#### Excerpted passage ####

Brothers Grim is slashing their prices on draft sets of Shards of Alara and Conflux! Draft sets (three packs) are $9, while entry fees for FNM have been lowered from $13 to $11! That's the lowest I've seen for any sanctioned booster draft (most places in the US charge upwards of $15), so it's a great time to come down to Grim and draft with us on Friday nights!

Speaking of FNM, the promo for this month is Myr Enforcer. Come win one this Friday, they make great Valentine's Day gifts for that special girl or guy in your life!

==CONFLUXING STANDARD==
Author: Brian Paskoff

With the whole schedule of set design at Wizards of the Coast, it takes a good long while for answers to the most popular decks to show up. Faeries has been dominating Standard since Morningtide, and it took four whole sets for the "answer cards" to show up. Wizards can't just print one answer and hope it sticks, because if it doesn't work it'll be three or four more sets before they can try again, and Faeries will be out of Standard at that point.

The first one up is Volcanic Fallout. As the spoiler evolved, this card changed from a sorcery to an instant and was immediately deemed a Fae-killer. Jund Charm was used in Ramp decks alongside Cloudthresher to combat both Kithkin decks and Faeries. While Volcanic Fallout is good, it just adds to the number of minor board sweepers in standard: Jund Charm, Firespout, Infest, and even Pyroclasm are all heavily played, and it's hard to say where Volcanic Fallout fits in. Obviously, if your metagame is dominated by Fae, Volcanic Fallout is a great sideboard card. Each of the minor board sweepers in Standard has their own strengths and weaknesses:

  • Jund Charm is versatile, hurts reanimator decks, and can keep Kitchen Finks around for another go at persisting... but can't kill Stillmoon Cavalier, X/3s, or Burrenton Forge-Tenders.
  • Firespout deals one extra damage so it can kill a Cloudgoat Ranger or doubly-pumped up Kithkin, but is sorcery speed and can be stopped with a Forge-Tender.
  • Infest kills anything, including the problem creatures black and red can't usually deal with... but is sorcery speed.
  • Pyroclasm can wipe out the turn one Figure of Destiny, turn two Wizened Cenn play before it becomes a problem, but it's sorcery speed and only deals two damage.
  • Volcanic Fallout kills Fae and acts as a final Sudden Shock against control decks that have stabilized at low life because it's uncounterable... but not unpreventable.

The popularity of a new card will have everyone trying it out, and make life hard for Faerie players for weeks to come. Just don't get so sucked in by the shiny fresh-pack smell of Volcanic Fallout that you ignore your metagame!

####

▸ **Short task 1**: Print the Magic: The Gathering passage word for word, starting at "Speaking of FNM, the" and ending at "in your life!".
▸ **Short task 2**: Write what comes next in the Magic: The Gathering passage, picking up right after its final sentence.
The rows after this point serve no purpose here.

#### Entries supplied ####

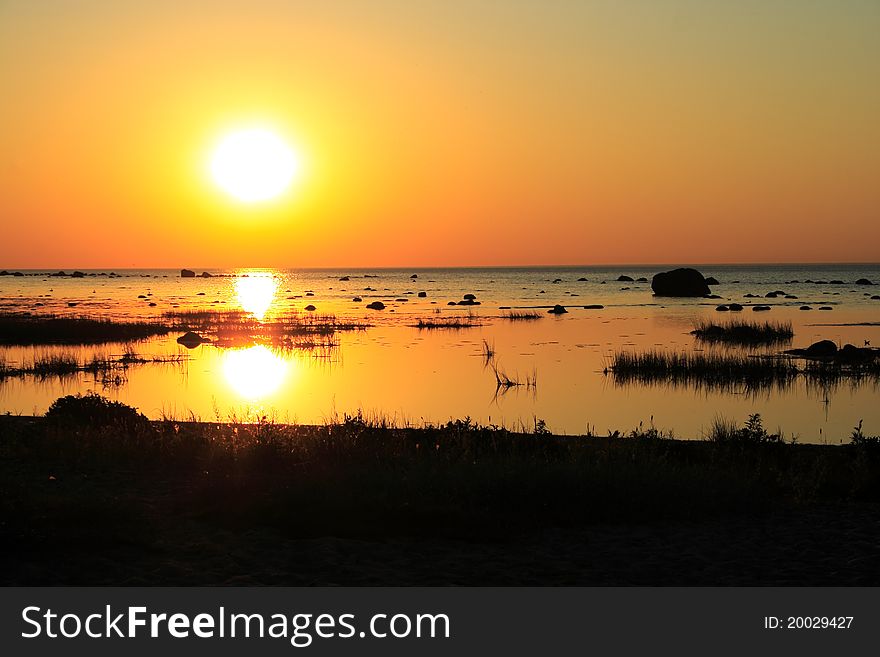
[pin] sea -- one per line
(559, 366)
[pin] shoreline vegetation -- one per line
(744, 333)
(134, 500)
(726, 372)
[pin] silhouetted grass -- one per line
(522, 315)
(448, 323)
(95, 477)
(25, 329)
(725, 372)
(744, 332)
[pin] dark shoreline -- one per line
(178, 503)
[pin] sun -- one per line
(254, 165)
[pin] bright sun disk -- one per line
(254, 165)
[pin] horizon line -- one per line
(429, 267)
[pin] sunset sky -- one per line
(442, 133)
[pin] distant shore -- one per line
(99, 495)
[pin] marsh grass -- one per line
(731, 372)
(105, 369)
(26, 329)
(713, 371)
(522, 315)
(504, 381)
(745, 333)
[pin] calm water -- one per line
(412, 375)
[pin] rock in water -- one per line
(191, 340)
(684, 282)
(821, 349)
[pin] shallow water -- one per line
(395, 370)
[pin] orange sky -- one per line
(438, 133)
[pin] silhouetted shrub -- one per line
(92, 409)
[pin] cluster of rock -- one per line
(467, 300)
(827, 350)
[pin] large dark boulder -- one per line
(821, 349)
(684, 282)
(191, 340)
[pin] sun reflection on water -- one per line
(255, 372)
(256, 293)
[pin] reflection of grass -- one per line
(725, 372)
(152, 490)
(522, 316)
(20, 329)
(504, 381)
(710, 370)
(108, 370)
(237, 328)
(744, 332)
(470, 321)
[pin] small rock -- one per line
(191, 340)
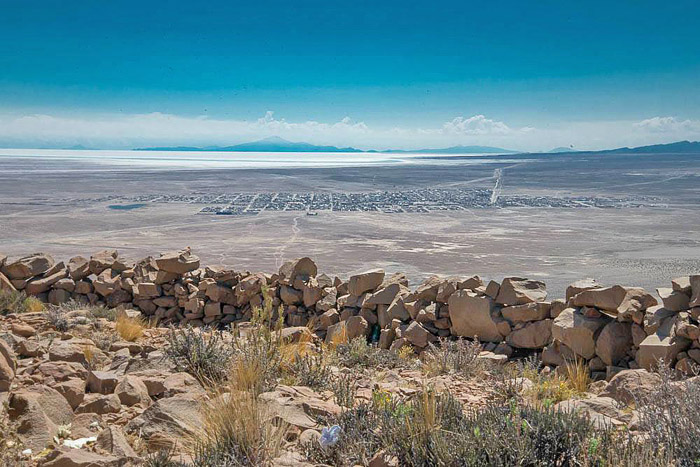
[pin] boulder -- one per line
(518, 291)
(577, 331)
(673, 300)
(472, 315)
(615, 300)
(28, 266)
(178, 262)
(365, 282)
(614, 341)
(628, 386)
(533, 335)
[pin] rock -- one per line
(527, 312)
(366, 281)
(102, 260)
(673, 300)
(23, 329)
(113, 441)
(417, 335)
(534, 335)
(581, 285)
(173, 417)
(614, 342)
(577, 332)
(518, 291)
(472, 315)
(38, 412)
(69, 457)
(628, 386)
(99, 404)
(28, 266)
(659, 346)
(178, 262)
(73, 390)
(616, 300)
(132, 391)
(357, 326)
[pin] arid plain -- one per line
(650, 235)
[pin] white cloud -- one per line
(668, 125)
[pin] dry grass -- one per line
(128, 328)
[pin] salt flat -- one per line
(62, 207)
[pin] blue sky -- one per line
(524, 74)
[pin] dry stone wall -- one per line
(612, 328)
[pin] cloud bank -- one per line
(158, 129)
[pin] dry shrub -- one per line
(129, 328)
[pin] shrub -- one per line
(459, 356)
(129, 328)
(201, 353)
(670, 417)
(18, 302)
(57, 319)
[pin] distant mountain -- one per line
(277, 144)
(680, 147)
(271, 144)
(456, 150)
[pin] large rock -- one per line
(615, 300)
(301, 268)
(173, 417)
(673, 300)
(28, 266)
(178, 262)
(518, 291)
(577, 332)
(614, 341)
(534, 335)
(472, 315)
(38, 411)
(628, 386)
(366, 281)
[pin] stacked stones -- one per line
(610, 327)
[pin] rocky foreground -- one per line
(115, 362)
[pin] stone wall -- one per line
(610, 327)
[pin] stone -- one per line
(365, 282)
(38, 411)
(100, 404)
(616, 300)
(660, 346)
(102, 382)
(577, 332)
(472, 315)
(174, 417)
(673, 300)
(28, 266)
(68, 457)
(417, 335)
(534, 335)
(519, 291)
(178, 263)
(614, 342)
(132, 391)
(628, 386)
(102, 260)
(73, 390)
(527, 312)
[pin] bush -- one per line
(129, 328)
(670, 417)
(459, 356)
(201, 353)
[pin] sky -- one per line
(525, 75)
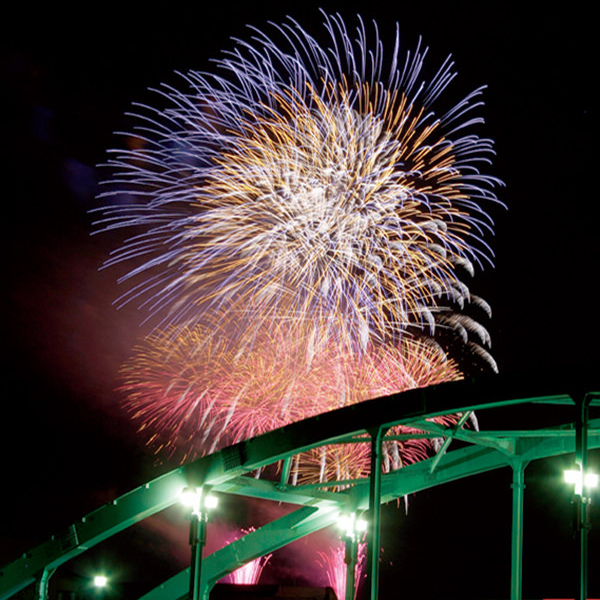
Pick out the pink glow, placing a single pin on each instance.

####

▸ **Final result 1**:
Speaking of FNM, the promo for this month is Myr Enforcer. Come win one this Friday, they make great Valentine's Day gifts for that special girl or guy in your life!

▸ **Final result 2**:
Next, there's Scattershot Archer. 1/2s for G are rare, and the Archer was probably made to avoid getting picked off by a sideboarded-in Peppersmoke. Of course the real power of Scattershot Archer is its ability. With one tap, every Bitterblossom Token, Spellstutter Sprite, and Spirit token falls out of the sky. The Archer comes down on turn one, long before Faeries is ready with a Remove Soul. And if they tap out to Agony Warp it the turn after you play it, it's just another way Scattershot Archer saved you from a turn two Bitterblossom. However, being that it's only good against one tier one deck and one tier two deck (WB Tokens), I don't see it seeing serious play.

The last Fae-killer is the big one, Banefire. Being that I re-started playing Magic after a many-year hiatus around the tail-end of Ravnica block, I have many fond memories of Demonfire beating out the control decks of the time. While Demonfire was good, it required you to have no cards in hand to be truly devastating. And, it was used by one of the most dominate control decks of the time, Urzatron, which could ramp up its mana way faster than decks with lands that didn't tap for 3.

Banefire isn't so much of an anti-Faerie card as it is an anti-Cryptic Command card. When the best counterspell in years can't touch it, it's clearly an anti-control card. In fact, there are only three cards in the format that can deal with Banefire, and they're all red! Wild Ricochet, Shunt, and Swerve, to be precise. It's difficult to say for sure right now, but if Banefire becomes a problem, then one of these spells (most likely Swerve) will start to see some serious sideboard play.

Let's step away from the anti-control cards for a bit and get to the rest of the set. Every set's got those chase uncommons, and Conflux has a few goodies that will have you looking past the rares when you rip open a pack.

I'd feel like I'm neglecting something if I didn't talk about Path to Exile first, which is another one of those $3-4 uncommons (hello, Kitchen Finks). At one mana, Path is an amazing card, especially against decks that run zero or few basics, like Toast in Standard, Affinity in Extended, and... well, almost everything in Legacy and Vintage. There's really no discussion about the card's merits needed: you pay one white mana to make them trade their best creatures for a basic land, and that's that. One word of warning however: it'll take some players quite some time to get used to the idea that accelerating your opponent early on isn't a great idea. Already I've had players tell me that in their playtesting online, opponents have Path to Exiled their early drops on turn one or two. Without Tarmogoyf in Standard, there's really no reason you should ever want to do that.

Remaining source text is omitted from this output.